## WHAT THE TASK REQUIRES
All lines holding the word "below" are to be copied from the records beneath.

(Data records)
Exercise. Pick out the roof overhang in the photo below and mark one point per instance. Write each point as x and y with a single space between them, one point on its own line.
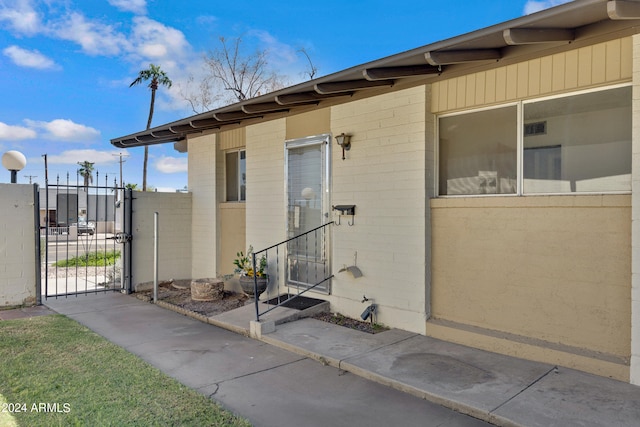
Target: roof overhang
558 27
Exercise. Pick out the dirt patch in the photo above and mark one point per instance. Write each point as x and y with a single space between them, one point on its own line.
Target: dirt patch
182 298
339 319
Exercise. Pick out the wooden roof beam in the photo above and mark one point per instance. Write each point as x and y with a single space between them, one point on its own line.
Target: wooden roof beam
308 97
349 86
265 107
234 116
519 36
462 56
384 73
623 9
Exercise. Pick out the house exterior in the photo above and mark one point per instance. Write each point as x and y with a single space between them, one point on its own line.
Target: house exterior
493 175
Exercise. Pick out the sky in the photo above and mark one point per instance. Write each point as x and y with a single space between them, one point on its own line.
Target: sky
66 65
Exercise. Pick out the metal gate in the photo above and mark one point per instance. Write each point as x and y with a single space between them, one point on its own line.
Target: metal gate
86 238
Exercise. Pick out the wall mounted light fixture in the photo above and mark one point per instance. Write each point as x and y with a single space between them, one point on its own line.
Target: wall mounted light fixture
344 141
14 161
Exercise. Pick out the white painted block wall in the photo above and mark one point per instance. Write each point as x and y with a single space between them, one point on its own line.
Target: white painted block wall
17 245
384 176
635 219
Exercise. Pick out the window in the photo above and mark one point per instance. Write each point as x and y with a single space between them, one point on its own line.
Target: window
478 152
569 144
586 146
236 175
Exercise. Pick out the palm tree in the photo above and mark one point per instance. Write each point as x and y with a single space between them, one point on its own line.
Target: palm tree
157 77
86 171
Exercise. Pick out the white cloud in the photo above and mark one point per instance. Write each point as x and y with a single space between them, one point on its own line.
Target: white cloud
29 58
533 6
153 40
15 133
94 37
172 164
21 17
138 7
65 130
72 157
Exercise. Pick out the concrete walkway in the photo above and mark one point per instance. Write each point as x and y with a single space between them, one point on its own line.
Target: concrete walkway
234 369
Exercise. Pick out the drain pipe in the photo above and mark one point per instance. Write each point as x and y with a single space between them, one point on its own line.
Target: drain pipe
155 257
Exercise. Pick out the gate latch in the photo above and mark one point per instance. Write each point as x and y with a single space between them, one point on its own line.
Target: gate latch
122 237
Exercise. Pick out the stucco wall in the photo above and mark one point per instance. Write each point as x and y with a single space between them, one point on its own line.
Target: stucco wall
556 269
174 248
17 245
384 176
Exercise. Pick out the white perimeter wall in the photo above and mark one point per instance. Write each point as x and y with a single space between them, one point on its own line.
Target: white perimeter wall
17 245
174 248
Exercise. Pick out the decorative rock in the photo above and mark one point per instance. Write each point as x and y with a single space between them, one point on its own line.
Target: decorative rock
207 289
181 284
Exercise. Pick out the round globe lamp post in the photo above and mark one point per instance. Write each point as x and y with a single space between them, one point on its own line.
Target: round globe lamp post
14 161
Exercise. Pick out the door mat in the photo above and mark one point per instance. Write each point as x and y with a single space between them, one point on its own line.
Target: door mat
298 303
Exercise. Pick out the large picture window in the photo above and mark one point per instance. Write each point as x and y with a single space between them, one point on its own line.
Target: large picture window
586 144
578 143
236 176
478 152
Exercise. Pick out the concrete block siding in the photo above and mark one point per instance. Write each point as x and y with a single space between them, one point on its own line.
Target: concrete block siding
17 245
384 176
202 185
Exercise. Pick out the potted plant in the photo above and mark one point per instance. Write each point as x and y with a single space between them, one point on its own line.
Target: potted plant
244 267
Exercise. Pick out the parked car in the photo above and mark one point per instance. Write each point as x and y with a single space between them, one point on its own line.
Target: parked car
85 227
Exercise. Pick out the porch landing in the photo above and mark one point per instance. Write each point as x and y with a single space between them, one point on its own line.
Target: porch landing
238 320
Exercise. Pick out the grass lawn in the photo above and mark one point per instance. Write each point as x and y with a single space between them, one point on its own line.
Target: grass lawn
56 372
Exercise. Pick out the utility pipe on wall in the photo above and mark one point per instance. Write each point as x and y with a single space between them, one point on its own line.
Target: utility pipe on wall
155 257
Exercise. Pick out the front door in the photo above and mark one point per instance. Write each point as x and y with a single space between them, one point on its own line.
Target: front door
307 196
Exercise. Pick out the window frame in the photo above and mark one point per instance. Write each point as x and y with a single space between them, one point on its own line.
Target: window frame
520 104
239 152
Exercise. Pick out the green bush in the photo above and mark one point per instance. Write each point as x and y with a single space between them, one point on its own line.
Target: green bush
93 259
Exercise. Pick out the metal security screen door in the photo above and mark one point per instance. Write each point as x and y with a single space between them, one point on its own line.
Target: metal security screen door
307 196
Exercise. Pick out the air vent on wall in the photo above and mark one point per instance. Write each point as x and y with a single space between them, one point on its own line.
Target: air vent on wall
537 128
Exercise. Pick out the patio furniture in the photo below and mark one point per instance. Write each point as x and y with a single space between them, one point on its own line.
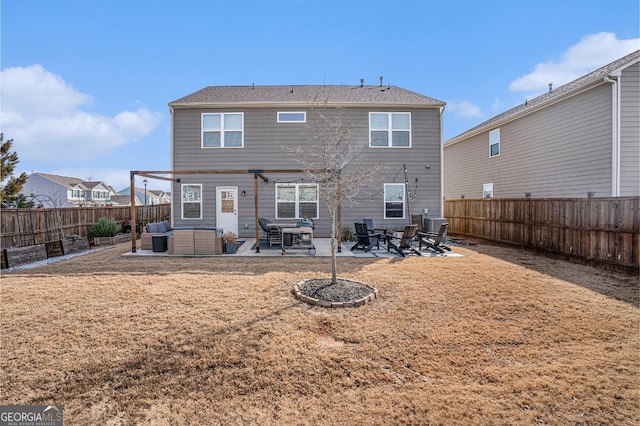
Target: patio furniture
365 239
275 232
298 238
434 241
401 244
159 243
203 241
264 225
372 229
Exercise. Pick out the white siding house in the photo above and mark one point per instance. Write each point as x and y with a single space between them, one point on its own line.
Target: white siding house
581 139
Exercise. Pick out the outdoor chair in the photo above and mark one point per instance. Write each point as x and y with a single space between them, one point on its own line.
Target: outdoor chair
372 229
264 222
402 244
275 235
434 240
365 239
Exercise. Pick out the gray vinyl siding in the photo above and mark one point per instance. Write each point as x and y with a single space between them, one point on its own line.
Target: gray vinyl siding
563 150
265 143
630 131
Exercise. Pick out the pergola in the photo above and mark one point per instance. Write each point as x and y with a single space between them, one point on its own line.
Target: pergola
257 173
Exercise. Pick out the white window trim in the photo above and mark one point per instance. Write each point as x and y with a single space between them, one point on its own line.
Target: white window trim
404 200
297 200
182 201
304 120
390 129
487 188
494 131
222 146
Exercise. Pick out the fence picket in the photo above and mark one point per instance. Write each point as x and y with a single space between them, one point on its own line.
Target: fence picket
601 230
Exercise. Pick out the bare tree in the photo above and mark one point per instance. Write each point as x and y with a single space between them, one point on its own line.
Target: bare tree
334 160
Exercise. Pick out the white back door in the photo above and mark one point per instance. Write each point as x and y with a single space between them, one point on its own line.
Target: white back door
227 208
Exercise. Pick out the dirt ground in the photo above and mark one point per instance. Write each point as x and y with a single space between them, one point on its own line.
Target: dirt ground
499 336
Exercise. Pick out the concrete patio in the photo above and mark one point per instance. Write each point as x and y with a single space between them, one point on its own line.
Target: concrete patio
322 247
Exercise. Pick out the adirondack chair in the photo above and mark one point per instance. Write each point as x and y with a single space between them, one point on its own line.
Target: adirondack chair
402 244
372 229
434 241
365 239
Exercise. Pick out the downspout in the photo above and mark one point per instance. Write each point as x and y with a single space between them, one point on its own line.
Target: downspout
615 135
441 166
173 192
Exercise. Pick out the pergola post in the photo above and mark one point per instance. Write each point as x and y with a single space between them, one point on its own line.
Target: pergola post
132 193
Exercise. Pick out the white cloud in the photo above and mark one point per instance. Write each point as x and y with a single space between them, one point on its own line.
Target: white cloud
44 116
591 53
464 109
496 105
117 178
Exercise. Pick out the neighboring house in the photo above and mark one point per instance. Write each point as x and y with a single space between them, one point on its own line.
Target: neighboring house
63 191
159 197
124 200
152 196
581 139
252 128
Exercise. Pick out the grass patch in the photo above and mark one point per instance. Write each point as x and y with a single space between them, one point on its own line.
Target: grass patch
497 337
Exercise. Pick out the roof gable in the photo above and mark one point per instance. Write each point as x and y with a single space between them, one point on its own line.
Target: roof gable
550 97
305 95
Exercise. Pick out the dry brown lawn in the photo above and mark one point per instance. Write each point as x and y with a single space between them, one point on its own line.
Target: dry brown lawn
499 336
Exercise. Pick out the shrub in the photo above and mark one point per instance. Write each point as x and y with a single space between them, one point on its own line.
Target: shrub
104 228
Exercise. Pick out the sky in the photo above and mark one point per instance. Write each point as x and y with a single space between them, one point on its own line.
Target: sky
85 85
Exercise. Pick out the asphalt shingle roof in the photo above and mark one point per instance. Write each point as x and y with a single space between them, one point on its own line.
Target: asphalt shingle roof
306 95
583 81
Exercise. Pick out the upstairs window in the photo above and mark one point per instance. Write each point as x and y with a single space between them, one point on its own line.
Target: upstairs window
390 129
487 190
192 201
394 200
292 117
494 143
296 201
223 130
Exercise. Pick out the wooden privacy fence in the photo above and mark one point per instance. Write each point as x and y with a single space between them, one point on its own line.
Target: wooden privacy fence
595 230
27 227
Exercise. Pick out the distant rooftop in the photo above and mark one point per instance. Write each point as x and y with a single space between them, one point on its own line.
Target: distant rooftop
574 85
306 95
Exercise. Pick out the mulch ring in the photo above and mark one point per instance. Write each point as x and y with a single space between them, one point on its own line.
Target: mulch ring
342 294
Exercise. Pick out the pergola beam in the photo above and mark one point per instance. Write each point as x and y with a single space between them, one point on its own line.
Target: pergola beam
256 174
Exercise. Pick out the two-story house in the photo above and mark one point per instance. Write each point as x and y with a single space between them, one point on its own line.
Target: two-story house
228 136
64 191
578 140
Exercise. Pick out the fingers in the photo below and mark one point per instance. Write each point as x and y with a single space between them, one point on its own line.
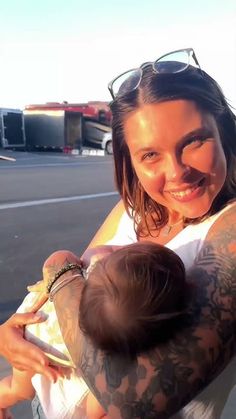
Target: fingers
38 287
42 298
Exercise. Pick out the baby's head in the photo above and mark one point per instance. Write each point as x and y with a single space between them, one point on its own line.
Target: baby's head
133 298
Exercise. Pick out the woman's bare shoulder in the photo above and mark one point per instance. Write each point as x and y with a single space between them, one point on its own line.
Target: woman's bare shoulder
109 227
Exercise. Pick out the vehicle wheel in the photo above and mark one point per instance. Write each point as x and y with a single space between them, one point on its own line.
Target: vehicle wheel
109 148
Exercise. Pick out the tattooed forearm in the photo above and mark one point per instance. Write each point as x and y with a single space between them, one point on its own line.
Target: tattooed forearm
160 382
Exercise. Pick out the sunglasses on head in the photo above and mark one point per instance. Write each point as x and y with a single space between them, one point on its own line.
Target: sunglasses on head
171 63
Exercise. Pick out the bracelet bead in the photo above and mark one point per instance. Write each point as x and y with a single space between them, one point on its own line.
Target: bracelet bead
63 270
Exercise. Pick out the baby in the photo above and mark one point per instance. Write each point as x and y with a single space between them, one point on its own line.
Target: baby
132 298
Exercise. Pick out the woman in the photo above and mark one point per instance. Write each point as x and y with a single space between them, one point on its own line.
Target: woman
174 143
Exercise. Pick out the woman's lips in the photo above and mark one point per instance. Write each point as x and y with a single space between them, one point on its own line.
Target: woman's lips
190 193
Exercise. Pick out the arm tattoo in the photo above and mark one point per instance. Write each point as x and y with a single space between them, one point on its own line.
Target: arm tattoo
157 384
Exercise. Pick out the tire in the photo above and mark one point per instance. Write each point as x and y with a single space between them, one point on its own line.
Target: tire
109 148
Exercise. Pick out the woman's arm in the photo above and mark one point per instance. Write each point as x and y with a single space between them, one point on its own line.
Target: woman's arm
108 229
158 384
20 353
15 388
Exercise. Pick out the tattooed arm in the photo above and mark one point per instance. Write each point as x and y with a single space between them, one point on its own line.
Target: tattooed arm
159 383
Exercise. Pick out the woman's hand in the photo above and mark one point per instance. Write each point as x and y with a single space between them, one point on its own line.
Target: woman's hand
19 353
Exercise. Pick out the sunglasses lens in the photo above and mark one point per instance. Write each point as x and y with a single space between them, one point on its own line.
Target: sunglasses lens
174 62
127 82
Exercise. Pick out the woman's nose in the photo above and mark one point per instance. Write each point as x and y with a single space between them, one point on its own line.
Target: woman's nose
176 170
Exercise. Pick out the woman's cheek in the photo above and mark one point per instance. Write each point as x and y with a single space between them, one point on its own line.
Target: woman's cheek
151 180
203 159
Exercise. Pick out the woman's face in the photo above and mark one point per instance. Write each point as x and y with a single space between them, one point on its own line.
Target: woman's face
177 155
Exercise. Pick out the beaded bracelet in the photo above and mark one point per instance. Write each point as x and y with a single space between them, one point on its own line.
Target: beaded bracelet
61 284
61 272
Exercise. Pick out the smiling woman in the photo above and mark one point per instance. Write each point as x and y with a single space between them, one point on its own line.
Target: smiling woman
174 145
177 156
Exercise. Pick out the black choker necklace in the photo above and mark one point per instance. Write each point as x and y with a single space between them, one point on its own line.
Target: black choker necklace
168 227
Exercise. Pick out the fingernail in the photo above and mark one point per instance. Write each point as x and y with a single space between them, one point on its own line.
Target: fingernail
40 316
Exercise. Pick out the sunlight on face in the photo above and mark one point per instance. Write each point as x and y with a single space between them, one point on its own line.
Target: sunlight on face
177 155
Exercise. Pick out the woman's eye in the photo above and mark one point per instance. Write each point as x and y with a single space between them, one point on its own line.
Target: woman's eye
194 142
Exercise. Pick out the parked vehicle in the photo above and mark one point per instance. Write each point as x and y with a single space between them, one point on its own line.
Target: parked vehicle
107 143
97 135
53 129
12 130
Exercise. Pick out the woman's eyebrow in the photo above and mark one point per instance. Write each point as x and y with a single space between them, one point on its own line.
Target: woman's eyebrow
199 132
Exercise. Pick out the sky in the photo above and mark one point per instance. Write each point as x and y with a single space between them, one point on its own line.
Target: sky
68 50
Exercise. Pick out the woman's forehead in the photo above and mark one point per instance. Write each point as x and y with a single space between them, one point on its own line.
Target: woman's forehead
177 117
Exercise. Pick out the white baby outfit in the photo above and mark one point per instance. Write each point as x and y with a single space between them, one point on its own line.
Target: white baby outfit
209 404
63 399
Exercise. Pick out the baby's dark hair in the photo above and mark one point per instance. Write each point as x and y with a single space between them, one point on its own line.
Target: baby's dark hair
133 298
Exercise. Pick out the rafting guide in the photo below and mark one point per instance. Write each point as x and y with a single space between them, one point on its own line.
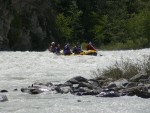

## RESULT
Exercise. Pick out the roof overhang in the photo below and mark one point per instance. Write each point as x and y with a single space between them, one point on its own line.
Exercise. Pick out the patio furniture in the photo below and mark one point per instance. Write each point as x and y with a single space between them, one point on its own line.
Exercise. Pick out the fingers in the photo below and mark one point per instance. Write each point as x and y with a single space between them, one point on its own line.
Exercise. Pick out the rafting guide in the photo below and mark one point per instance. Write each point as x and y with a single space between them, one point on its own line.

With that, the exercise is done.